You have seen in the output of docker inspect that docker translates the command (i.e. figlet "my image works!") into this: ["/bin/sh", "-c", "figlet 'My image works!'"]. The notation we used in the Dockerfile is the shell notation while the notation with the square brackets ([]) is the exec-notation. You can use both notations in your Dockerfile. Altough the shell notation is more readable, the exec notation is directly used by the image, and therefore less ambiguous.

A Dockerfile with shell notation:

FROM ubuntu:jammy-20250415.1
RUN apt update
RUN apt install figlet
CMD figlet My image works!

A Dockerfile with exec notation:

FROM ubuntu:jammy-20250415.1
RUN apt update
RUN apt install figlet
CMD ["/bin/sh", "-c", "figlet My image works!"]

Exercise: Now push our created image (with a version tag) to Docker Hub. We will use it later for the apptainer exercises.

(Records contained in a dataset)
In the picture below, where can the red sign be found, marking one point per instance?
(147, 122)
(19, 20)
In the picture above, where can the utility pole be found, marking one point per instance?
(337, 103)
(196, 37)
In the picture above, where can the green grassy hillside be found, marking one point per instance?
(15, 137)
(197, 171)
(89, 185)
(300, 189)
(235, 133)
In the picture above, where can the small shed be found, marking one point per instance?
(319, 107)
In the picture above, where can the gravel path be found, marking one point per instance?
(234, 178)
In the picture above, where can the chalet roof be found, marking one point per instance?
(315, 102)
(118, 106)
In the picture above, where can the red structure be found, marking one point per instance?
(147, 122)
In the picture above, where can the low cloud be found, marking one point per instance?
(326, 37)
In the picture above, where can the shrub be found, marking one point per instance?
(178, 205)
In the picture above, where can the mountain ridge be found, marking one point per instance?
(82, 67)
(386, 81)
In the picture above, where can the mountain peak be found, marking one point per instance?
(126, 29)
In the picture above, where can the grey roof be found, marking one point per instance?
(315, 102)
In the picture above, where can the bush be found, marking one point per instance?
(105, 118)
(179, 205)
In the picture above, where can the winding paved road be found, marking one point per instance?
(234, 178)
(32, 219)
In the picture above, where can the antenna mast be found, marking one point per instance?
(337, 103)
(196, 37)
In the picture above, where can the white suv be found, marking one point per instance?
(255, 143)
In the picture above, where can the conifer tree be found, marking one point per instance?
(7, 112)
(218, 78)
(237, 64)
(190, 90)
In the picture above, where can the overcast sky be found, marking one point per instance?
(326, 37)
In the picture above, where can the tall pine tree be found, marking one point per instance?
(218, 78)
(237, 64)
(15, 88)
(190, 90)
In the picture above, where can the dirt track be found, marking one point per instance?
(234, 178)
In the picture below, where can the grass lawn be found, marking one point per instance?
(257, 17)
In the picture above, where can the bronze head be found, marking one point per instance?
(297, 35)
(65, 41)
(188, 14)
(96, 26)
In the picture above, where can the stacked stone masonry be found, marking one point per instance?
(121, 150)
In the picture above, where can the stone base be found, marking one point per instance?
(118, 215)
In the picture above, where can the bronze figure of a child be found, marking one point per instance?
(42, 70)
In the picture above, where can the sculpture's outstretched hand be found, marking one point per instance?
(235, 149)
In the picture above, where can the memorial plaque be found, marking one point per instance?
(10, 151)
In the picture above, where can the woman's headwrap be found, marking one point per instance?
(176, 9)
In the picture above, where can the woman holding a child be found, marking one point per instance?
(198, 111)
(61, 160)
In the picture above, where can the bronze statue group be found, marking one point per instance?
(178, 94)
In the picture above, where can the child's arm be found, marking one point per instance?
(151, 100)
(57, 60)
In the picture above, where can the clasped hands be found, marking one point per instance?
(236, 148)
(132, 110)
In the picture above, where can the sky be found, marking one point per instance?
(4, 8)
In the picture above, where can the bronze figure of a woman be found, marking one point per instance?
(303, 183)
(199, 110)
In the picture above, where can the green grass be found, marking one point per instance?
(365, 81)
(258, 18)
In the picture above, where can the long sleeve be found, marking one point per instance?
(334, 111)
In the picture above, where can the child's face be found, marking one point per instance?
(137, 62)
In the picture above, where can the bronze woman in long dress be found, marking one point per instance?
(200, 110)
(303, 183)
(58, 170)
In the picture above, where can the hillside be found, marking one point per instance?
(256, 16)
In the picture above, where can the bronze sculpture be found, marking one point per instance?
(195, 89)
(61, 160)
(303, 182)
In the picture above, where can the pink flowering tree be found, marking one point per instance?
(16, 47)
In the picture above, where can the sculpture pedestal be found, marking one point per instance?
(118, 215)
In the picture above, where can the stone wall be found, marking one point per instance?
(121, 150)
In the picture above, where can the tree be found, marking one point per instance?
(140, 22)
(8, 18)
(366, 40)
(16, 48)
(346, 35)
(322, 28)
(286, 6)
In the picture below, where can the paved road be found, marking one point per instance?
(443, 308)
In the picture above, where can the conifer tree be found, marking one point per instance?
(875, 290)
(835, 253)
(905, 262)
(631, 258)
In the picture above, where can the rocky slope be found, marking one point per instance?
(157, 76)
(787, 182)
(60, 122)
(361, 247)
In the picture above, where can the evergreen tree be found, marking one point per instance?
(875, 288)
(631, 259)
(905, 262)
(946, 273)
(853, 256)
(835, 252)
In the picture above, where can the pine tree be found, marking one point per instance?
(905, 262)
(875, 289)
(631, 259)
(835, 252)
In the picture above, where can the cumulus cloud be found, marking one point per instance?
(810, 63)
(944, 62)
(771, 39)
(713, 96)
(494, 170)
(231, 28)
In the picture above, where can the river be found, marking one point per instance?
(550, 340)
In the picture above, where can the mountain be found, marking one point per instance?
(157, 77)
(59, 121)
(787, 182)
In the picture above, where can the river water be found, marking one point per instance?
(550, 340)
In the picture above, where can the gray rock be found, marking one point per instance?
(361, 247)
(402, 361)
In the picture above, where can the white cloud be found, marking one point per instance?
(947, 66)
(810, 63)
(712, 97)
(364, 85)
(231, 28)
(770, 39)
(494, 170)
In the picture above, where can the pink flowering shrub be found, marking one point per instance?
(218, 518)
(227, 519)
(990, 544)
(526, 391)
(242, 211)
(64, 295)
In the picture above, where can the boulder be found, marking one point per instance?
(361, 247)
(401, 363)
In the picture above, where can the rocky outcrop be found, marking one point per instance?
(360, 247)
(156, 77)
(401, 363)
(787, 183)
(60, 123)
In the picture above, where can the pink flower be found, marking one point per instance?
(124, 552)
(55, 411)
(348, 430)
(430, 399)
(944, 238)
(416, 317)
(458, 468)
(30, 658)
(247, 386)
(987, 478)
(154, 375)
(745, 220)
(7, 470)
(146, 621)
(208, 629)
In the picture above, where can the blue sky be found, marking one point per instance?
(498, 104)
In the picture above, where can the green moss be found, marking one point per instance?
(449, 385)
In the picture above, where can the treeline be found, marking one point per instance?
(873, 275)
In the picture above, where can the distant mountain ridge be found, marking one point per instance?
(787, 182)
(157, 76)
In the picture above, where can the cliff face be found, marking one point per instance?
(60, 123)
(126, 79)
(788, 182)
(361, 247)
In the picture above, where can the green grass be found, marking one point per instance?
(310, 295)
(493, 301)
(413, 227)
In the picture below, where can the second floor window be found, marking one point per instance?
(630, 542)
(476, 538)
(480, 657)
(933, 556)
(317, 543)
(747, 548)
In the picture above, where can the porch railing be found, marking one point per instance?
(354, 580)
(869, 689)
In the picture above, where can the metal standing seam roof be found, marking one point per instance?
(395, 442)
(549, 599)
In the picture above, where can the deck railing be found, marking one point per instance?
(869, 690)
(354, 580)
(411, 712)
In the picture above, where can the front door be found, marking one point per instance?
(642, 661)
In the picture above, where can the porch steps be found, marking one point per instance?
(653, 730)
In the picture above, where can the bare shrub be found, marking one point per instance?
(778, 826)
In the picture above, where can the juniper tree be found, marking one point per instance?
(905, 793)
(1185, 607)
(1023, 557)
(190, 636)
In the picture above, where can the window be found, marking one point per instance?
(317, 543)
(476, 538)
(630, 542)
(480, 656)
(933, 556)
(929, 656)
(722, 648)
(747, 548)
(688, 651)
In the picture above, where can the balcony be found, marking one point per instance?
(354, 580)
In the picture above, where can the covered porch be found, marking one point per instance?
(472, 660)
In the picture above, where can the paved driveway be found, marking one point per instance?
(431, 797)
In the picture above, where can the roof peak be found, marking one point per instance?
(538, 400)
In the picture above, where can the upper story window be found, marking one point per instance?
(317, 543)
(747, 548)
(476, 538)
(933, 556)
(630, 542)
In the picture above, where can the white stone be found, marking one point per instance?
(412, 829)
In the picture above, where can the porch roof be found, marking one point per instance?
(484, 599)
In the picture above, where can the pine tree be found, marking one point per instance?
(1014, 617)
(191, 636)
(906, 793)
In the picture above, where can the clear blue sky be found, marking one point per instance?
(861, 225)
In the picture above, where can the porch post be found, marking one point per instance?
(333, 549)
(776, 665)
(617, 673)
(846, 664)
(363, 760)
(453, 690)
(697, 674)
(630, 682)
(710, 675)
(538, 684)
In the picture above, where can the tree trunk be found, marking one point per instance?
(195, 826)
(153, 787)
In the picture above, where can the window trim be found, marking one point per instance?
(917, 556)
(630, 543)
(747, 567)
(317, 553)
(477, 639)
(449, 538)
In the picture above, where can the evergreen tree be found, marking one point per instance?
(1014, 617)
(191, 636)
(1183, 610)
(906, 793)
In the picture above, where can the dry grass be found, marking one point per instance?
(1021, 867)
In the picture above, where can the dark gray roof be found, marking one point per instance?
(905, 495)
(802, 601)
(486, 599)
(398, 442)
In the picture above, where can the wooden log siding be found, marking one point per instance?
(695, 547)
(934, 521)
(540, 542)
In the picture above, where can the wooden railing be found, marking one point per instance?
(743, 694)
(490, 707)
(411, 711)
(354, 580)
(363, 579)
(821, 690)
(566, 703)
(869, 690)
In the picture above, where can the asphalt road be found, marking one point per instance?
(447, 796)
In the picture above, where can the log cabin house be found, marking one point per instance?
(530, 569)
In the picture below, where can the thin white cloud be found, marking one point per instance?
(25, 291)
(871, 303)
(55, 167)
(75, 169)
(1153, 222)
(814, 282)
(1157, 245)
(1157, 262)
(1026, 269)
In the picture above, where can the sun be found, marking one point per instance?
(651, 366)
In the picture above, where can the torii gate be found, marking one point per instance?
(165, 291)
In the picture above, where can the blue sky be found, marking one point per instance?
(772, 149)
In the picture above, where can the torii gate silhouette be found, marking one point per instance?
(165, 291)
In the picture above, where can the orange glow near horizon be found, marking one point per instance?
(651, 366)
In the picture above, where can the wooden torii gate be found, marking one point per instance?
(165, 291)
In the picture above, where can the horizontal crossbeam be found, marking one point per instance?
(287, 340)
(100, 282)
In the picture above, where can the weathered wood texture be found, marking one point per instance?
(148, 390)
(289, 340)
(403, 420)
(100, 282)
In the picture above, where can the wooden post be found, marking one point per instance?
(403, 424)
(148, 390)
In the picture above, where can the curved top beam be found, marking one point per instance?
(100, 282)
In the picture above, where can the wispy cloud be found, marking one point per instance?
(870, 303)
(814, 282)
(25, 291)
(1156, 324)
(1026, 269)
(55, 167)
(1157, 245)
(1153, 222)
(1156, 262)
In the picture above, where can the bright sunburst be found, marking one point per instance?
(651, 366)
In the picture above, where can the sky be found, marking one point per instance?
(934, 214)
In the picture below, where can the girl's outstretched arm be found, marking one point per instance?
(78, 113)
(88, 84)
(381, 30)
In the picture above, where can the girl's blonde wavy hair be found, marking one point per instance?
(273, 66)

- **WORK TO COMPLETE**
Please copy the stretch of the Docker notation article from "You have seen" through "CMD figlet My image works!" word for word.

- **SOLUTION TO THIS TASK**
You have seen in the output of docker inspect that docker translates the command (i.e. figlet "my image works!") into this: ["/bin/sh", "-c", "figlet 'My image works!'"]. The notation we used in the Dockerfile is the shell notation while the notation with the square brackets ([]) is the exec-notation. You can use both notations in your Dockerfile. Altough the shell notation is more readable, the exec notation is directly used by the image, and therefore less ambiguous.

A Dockerfile with shell notation:

FROM ubuntu:jammy-20250415.1
RUN apt update
RUN apt install figlet
CMD figlet My image works!